Written task: Copy the rows below character for character, from their beginning up to and including the line containing "rough mask: <svg".

Study material:
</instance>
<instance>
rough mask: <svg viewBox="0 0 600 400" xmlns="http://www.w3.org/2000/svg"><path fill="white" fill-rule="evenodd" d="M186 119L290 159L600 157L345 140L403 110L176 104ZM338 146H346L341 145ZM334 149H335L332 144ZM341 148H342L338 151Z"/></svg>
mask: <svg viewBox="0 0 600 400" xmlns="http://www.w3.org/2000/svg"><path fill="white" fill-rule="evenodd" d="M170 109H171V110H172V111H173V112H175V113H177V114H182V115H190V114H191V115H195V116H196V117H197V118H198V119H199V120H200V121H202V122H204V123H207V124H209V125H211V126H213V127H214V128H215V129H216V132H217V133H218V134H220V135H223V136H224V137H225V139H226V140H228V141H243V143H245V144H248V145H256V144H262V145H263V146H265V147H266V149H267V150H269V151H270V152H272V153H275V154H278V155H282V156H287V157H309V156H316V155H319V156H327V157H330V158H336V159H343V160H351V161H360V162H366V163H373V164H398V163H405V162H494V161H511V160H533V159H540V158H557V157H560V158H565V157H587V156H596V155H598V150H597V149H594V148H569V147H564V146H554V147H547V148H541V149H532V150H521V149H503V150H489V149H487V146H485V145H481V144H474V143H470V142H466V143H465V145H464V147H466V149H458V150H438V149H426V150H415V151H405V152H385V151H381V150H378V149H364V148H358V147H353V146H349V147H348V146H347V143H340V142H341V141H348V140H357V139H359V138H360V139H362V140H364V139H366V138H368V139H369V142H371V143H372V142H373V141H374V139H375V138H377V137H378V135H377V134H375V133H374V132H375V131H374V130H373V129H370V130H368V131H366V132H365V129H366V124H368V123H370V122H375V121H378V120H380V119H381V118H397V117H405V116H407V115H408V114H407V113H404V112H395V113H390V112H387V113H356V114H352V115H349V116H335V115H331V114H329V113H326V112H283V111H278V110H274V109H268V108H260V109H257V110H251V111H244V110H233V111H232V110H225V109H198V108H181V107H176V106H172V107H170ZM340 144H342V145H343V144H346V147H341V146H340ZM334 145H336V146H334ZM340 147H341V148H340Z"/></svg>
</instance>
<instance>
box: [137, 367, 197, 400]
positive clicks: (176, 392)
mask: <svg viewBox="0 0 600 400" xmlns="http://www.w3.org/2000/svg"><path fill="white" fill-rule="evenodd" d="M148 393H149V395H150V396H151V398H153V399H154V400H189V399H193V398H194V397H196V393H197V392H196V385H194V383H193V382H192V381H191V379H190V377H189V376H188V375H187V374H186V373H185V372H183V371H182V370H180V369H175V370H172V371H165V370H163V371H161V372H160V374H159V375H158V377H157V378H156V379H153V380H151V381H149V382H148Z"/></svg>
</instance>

Output:
</instance>
<instance>
rough mask: <svg viewBox="0 0 600 400" xmlns="http://www.w3.org/2000/svg"><path fill="white" fill-rule="evenodd" d="M186 119L290 159L600 157L345 140L403 110L176 104ZM338 146H346L341 145ZM334 149H335L332 144ZM341 148H342L338 151Z"/></svg>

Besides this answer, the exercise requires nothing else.